» **YOUR ASSIGNMENT**: Each line containing the string "player" should be copied out of the entries.

[Stored data entries]
^^^^^^^^^^^^^^^^
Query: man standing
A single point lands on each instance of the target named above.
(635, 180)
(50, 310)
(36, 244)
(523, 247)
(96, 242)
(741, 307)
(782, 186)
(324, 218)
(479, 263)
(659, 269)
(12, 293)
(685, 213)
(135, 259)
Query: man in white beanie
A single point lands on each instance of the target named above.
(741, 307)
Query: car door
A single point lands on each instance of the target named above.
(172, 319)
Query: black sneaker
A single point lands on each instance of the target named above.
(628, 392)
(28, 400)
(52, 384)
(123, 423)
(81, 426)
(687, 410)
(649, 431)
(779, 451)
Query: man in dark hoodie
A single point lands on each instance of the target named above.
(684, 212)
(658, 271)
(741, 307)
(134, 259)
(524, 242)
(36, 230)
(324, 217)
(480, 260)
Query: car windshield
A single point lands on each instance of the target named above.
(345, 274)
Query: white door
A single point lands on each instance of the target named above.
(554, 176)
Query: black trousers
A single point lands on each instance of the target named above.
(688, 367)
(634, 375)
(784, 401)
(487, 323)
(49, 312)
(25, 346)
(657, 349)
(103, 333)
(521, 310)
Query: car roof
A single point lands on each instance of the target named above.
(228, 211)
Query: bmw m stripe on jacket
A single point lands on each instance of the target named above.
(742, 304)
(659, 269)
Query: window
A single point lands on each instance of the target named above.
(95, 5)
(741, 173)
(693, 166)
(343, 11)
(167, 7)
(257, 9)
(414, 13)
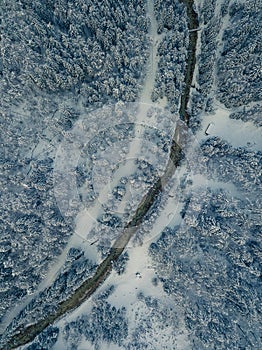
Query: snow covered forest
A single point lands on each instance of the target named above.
(190, 278)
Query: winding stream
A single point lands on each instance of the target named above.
(25, 335)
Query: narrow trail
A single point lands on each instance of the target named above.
(24, 335)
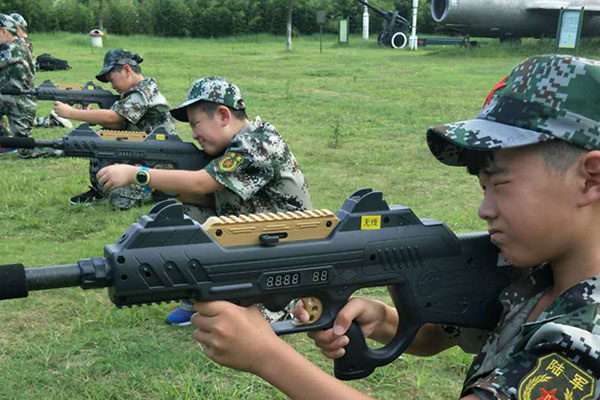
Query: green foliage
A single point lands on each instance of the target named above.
(201, 18)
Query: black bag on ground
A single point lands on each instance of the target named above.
(45, 62)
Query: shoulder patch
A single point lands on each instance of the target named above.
(230, 161)
(556, 378)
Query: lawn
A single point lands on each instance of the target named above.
(355, 116)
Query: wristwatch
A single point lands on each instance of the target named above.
(142, 178)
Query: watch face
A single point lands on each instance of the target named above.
(142, 178)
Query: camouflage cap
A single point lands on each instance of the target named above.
(7, 22)
(19, 20)
(215, 89)
(545, 98)
(118, 57)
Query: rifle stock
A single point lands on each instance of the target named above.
(433, 275)
(110, 147)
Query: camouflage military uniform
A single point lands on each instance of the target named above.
(557, 356)
(258, 170)
(143, 108)
(16, 72)
(557, 353)
(260, 174)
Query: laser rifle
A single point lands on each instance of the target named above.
(90, 93)
(110, 147)
(273, 258)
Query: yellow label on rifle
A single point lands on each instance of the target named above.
(370, 222)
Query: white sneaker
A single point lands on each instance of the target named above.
(60, 121)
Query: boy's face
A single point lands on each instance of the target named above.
(209, 132)
(528, 208)
(119, 80)
(6, 36)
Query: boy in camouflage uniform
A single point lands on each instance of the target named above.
(536, 151)
(254, 170)
(16, 71)
(141, 108)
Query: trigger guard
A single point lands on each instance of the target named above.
(360, 360)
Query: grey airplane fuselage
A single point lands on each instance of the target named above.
(511, 18)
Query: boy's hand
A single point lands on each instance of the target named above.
(116, 176)
(62, 109)
(233, 336)
(369, 314)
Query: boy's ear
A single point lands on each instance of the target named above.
(590, 169)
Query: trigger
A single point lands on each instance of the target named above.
(314, 307)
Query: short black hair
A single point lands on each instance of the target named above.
(558, 156)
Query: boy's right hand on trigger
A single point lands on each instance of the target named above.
(369, 314)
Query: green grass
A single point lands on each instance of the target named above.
(355, 116)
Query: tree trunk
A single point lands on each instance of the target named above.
(288, 46)
(101, 16)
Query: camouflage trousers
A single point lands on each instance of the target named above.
(123, 198)
(20, 111)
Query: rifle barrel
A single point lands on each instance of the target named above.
(26, 143)
(53, 277)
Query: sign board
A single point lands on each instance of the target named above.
(321, 17)
(569, 28)
(344, 30)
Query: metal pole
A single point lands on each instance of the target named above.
(412, 41)
(321, 38)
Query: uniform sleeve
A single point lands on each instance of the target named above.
(132, 107)
(244, 168)
(559, 361)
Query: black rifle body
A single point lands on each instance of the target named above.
(158, 149)
(433, 275)
(89, 94)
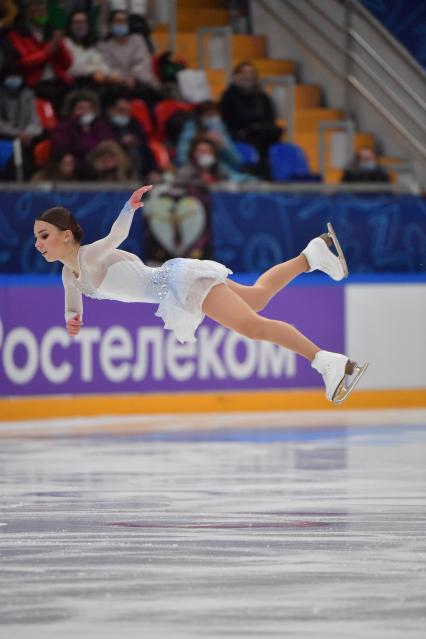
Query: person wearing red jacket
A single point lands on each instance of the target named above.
(44, 58)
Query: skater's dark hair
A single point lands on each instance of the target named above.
(63, 220)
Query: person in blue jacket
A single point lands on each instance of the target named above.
(208, 123)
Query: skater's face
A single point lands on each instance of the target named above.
(51, 242)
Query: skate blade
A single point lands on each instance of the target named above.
(343, 391)
(338, 248)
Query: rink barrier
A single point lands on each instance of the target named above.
(49, 407)
(126, 363)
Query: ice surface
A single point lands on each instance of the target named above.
(261, 525)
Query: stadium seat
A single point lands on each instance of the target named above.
(46, 114)
(288, 162)
(164, 110)
(140, 112)
(41, 153)
(249, 153)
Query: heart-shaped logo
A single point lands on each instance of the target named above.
(176, 223)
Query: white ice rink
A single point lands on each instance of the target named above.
(262, 525)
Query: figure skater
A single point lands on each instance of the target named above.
(186, 290)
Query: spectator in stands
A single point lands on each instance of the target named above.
(18, 118)
(82, 128)
(130, 135)
(109, 163)
(62, 168)
(88, 68)
(8, 13)
(129, 58)
(248, 111)
(203, 165)
(138, 23)
(208, 123)
(44, 57)
(365, 168)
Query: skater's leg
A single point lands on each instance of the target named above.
(268, 284)
(227, 308)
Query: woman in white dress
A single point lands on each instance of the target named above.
(187, 289)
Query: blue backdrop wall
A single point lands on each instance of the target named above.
(251, 231)
(406, 20)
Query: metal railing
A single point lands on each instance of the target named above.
(347, 75)
(289, 82)
(343, 125)
(205, 33)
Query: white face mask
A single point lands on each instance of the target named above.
(86, 119)
(206, 160)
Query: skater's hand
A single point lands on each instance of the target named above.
(74, 325)
(135, 200)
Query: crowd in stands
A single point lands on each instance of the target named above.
(88, 98)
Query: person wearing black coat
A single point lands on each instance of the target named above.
(248, 111)
(129, 134)
(365, 168)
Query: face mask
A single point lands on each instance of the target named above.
(211, 122)
(368, 165)
(120, 120)
(40, 21)
(86, 119)
(247, 84)
(13, 82)
(206, 160)
(79, 31)
(119, 30)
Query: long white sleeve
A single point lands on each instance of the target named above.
(73, 297)
(118, 233)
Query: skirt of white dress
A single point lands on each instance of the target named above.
(186, 284)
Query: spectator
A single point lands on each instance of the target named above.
(62, 168)
(129, 134)
(8, 13)
(88, 68)
(129, 58)
(365, 168)
(44, 57)
(208, 123)
(18, 118)
(138, 22)
(248, 111)
(203, 165)
(82, 129)
(109, 163)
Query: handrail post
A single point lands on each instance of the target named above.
(172, 25)
(18, 160)
(226, 34)
(345, 125)
(348, 61)
(289, 82)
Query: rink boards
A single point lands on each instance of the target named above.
(124, 361)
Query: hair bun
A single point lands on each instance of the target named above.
(78, 233)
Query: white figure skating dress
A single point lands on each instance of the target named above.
(179, 286)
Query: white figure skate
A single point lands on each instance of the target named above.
(336, 370)
(320, 257)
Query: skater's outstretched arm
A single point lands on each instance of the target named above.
(121, 227)
(73, 303)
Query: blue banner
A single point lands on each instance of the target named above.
(378, 234)
(251, 231)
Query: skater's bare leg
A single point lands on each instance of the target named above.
(268, 284)
(226, 307)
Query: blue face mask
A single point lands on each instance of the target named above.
(119, 30)
(13, 82)
(120, 120)
(211, 121)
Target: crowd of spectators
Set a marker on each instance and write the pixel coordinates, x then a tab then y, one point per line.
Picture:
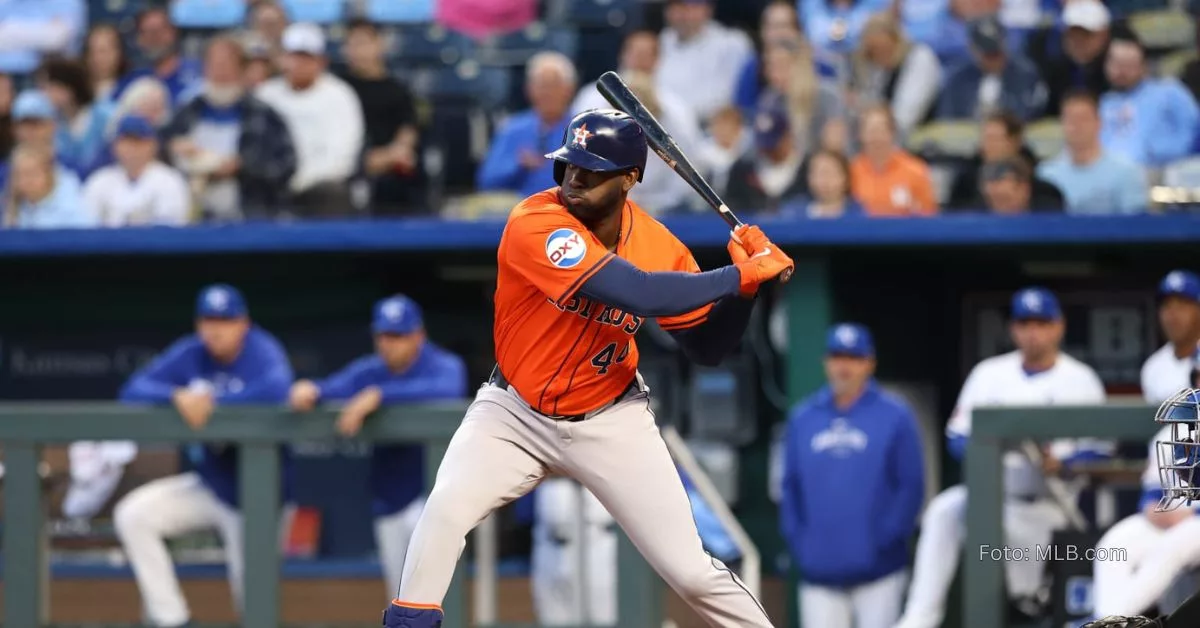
826	108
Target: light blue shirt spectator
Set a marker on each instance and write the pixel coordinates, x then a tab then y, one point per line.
33	28
522	142
1152	124
1108	185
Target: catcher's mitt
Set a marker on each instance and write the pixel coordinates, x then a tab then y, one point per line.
1116	621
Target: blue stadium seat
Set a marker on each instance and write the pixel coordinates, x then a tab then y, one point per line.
399	11
208	13
316	11
427	45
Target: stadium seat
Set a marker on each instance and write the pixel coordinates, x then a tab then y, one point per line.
1163	30
208	13
1044	137
316	11
946	138
399	11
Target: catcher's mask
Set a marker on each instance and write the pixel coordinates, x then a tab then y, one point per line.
1179	455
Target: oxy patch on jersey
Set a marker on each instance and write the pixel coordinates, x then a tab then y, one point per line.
565	249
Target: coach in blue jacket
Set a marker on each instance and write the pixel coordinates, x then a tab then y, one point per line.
853	485
228	360
406	368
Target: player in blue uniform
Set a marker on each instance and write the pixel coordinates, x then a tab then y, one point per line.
405	368
228	360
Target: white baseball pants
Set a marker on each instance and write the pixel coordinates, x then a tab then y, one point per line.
874	604
1139	562
1027	525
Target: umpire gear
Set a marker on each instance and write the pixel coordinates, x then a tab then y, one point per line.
601	141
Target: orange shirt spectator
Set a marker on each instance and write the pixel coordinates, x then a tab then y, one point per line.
885	179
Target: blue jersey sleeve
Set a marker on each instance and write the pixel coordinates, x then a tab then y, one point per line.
157	381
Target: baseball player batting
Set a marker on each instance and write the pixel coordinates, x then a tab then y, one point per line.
580	269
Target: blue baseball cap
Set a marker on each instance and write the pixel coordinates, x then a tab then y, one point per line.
1180	283
33	105
396	315
220	300
135	126
1036	304
850	339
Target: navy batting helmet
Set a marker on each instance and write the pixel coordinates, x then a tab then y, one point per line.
601	141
^^^^^^^^^^^^^^^^
» **RESPONSE BELOW**:
Target: player in blue uniform
Target: baseball player batting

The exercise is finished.